Instructions for the task » Repeat every entry exactly. Leave nothing out.

(Saved data entries)
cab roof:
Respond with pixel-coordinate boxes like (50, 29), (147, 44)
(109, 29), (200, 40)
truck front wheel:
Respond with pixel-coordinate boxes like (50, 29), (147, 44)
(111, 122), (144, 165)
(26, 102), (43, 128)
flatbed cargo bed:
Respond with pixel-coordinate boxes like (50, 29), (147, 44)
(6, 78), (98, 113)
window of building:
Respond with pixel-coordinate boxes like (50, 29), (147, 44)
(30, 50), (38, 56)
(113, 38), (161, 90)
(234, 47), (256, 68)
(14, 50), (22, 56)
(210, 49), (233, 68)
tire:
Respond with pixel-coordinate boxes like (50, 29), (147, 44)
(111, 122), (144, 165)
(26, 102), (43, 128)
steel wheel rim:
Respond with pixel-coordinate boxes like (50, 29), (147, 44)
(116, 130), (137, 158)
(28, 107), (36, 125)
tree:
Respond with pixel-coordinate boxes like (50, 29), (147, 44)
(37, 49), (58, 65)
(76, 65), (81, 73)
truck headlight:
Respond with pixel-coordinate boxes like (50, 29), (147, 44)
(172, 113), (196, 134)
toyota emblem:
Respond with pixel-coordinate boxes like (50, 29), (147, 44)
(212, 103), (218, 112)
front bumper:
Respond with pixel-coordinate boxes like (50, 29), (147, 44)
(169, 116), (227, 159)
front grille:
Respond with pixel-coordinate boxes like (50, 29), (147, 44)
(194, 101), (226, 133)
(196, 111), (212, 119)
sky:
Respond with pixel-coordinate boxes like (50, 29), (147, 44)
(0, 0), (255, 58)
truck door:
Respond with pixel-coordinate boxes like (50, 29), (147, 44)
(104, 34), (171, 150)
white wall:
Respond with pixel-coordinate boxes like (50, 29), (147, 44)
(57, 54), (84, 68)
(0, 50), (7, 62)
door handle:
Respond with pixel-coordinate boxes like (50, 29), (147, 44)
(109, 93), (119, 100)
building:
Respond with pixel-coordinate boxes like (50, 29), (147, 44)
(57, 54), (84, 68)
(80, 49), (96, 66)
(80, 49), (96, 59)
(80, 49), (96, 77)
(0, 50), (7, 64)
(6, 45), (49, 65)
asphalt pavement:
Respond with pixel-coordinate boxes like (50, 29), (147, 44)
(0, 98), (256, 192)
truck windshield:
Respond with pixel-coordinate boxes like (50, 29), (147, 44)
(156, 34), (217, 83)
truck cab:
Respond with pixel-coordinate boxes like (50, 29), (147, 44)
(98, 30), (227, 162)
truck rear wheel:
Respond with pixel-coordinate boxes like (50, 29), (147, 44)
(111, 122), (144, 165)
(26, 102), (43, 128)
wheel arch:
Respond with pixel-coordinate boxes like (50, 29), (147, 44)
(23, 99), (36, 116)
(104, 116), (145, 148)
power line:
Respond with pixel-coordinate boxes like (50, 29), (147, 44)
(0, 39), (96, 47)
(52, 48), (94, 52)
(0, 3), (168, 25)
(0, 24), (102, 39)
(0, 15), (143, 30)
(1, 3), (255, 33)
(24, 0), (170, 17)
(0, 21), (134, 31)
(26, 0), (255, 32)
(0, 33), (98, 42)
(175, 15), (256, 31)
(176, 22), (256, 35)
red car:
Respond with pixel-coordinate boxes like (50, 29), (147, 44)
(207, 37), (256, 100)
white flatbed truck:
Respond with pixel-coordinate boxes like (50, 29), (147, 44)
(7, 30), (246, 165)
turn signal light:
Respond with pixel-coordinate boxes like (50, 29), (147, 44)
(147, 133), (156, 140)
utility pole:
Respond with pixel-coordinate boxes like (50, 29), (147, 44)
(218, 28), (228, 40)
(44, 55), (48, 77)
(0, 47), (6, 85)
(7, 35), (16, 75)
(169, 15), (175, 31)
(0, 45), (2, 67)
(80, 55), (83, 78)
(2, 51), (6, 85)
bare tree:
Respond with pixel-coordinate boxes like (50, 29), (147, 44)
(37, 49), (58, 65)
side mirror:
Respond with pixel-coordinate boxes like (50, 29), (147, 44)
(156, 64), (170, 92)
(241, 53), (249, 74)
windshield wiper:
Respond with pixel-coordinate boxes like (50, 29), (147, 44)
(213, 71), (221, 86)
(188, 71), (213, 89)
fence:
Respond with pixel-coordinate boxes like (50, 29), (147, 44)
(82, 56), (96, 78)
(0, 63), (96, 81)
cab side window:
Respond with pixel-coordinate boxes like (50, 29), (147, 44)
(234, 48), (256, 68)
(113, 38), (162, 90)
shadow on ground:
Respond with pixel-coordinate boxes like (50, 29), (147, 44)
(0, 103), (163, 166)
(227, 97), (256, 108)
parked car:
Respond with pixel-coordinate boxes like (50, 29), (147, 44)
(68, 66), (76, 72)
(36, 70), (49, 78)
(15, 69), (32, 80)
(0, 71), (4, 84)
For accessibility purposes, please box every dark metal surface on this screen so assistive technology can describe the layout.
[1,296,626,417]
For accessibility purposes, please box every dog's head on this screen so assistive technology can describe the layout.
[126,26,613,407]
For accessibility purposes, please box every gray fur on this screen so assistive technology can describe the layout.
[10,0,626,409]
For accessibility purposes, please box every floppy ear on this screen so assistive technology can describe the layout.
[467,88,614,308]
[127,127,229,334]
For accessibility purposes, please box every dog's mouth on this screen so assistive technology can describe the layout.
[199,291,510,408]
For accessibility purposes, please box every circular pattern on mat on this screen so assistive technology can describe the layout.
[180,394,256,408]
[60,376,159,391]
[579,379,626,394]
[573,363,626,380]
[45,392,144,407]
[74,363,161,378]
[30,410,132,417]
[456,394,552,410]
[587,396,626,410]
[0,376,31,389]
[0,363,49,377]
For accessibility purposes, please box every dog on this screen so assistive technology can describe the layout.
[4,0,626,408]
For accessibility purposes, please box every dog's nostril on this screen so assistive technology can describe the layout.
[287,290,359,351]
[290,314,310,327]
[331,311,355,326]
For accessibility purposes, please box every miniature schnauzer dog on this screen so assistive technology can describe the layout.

Problem solution »
cab roof:
Respond with pixel-coordinate boxes like (50, 29), (147, 44)
(109, 29), (200, 40)
truck front wheel:
Respond with pixel-coordinate boxes like (50, 29), (147, 44)
(111, 122), (144, 165)
(26, 102), (43, 128)
flatbed cargo bed:
Respond with pixel-coordinate boxes like (50, 29), (147, 44)
(6, 78), (98, 113)
window of building:
Respond with pixel-coordinate boxes like (50, 29), (147, 44)
(30, 50), (38, 56)
(113, 38), (161, 90)
(234, 47), (256, 68)
(14, 50), (22, 56)
(210, 49), (233, 68)
tire:
Respond with pixel-coordinate boxes like (50, 29), (147, 44)
(111, 122), (144, 165)
(26, 102), (43, 128)
steel wheel rim:
Respond with pixel-coordinate boxes like (50, 29), (147, 44)
(116, 130), (137, 158)
(28, 107), (36, 125)
tree:
Respond with pixel-coordinate boxes like (50, 29), (147, 44)
(37, 49), (58, 65)
(76, 65), (81, 73)
truck headlight:
Respond with pixel-coordinate boxes like (50, 29), (147, 44)
(172, 113), (196, 134)
toyota emblem:
Respond with pixel-coordinate boxes like (50, 29), (147, 44)
(212, 103), (218, 112)
front bumper:
Respond with pixel-coordinate boxes like (50, 29), (147, 44)
(169, 116), (227, 159)
front grille:
Respond with pixel-coordinate boxes like (50, 29), (147, 44)
(194, 101), (226, 133)
(196, 111), (212, 119)
sky:
Respond with pixel-coordinate boxes like (50, 29), (147, 44)
(0, 0), (255, 58)
truck door:
Respond with pixel-coordinate boxes like (50, 29), (147, 44)
(104, 34), (171, 150)
white wall:
Respond with pixel-coordinate boxes like (50, 29), (147, 44)
(57, 54), (84, 68)
(0, 50), (7, 62)
door handle:
Respond with pixel-coordinate boxes like (50, 29), (147, 44)
(109, 93), (119, 100)
building:
Respond with pixel-coordinate boxes like (50, 29), (147, 44)
(57, 54), (84, 68)
(80, 49), (96, 66)
(80, 49), (96, 59)
(80, 49), (96, 77)
(0, 50), (7, 64)
(6, 45), (49, 65)
asphalt pavement:
Respond with pixel-coordinate boxes like (50, 29), (147, 44)
(0, 98), (256, 192)
truck windshield:
Respond with pixel-coordinate boxes like (50, 29), (147, 44)
(156, 34), (217, 83)
truck cab:
Respond with pixel-coordinate boxes like (50, 29), (147, 44)
(98, 30), (227, 162)
truck rear wheel:
Respond with pixel-coordinate boxes like (50, 29), (147, 44)
(111, 122), (144, 165)
(26, 102), (43, 128)
wheel arch:
Respond with pixel-coordinate boxes like (50, 29), (147, 44)
(23, 99), (36, 116)
(104, 116), (145, 148)
power line:
Respond with pixel-coordinate boxes like (50, 29), (147, 44)
(0, 39), (96, 47)
(52, 48), (94, 52)
(0, 3), (168, 25)
(0, 24), (102, 39)
(0, 15), (143, 30)
(1, 3), (255, 33)
(24, 0), (170, 17)
(0, 21), (134, 31)
(26, 0), (255, 32)
(0, 33), (98, 42)
(175, 15), (256, 31)
(176, 22), (256, 35)
red car:
Respond with pixel-coordinate boxes like (50, 29), (147, 44)
(207, 37), (256, 100)
white flatbed truck:
Respond with pixel-coordinate boxes like (50, 29), (147, 44)
(7, 30), (246, 165)
turn signal light:
Respond with pixel-coordinate boxes like (50, 29), (147, 44)
(147, 133), (156, 140)
utility pole:
Respond with pixel-coordinate boxes like (50, 29), (147, 44)
(218, 28), (228, 40)
(44, 55), (48, 77)
(0, 47), (6, 85)
(7, 35), (16, 75)
(169, 15), (175, 31)
(0, 45), (2, 67)
(80, 55), (83, 78)
(2, 51), (6, 85)
bare tree:
Respond with pixel-coordinate boxes like (50, 29), (147, 44)
(37, 49), (58, 65)
side mirror:
Respond with pixel-coordinate boxes like (50, 29), (147, 44)
(156, 64), (170, 92)
(241, 53), (249, 74)
windshield wiper:
Respond with pixel-coordinate boxes like (50, 29), (147, 44)
(213, 71), (221, 86)
(188, 71), (213, 89)
fence:
Respond with pixel-coordinate boxes like (50, 29), (147, 44)
(82, 56), (96, 78)
(0, 63), (96, 81)
cab side window:
Respond with pixel-coordinate boxes like (50, 29), (147, 44)
(234, 48), (256, 68)
(113, 38), (162, 90)
shadow on ground:
Respond with pixel-coordinate boxes like (50, 29), (147, 44)
(0, 103), (163, 166)
(227, 97), (256, 108)
parked car:
Respond with pixel-coordinate boxes like (50, 29), (147, 44)
(68, 66), (76, 72)
(36, 70), (49, 78)
(15, 69), (32, 80)
(0, 71), (4, 84)
For accessibility purposes, please box every dark metal surface on this screen so assistive technology can describe the layout.
[1,296,626,417]
For accessibility purposes, please box every dog's head on this screen so assistive technology can describe the layout.
[126,26,613,407]
For accessibility purposes, please box every gray fur on this screen so assistive technology can describe the layout.
[10,0,626,409]
For accessibility purposes, please box every floppy ear on this screen so assistive technology can describe the layout.
[467,88,614,308]
[127,127,229,334]
For accessibility purposes, please box every dog's mouth on this screen so assistive technology can describe the layout.
[199,291,510,408]
For accessibility purposes, please box every circular pattern on mat on this screen so assistive technology can describe the layout.
[180,394,256,408]
[60,376,159,391]
[579,379,626,394]
[573,363,626,380]
[45,392,144,407]
[74,363,161,378]
[30,410,132,417]
[456,394,552,410]
[587,396,626,410]
[0,376,31,389]
[0,363,49,377]
For accessibility purposes, please box every dog on this screen so assistive technology can describe the layout.
[4,0,626,408]
For accessibility purposes, please box every dog's nostril on this screen so assistive technology can describe the layout.
[287,290,359,351]
[290,314,310,327]
[331,311,355,326]
For accessibility purposes, please box every miniature schnauzer dog on this screen so assistive technology can describe the layout.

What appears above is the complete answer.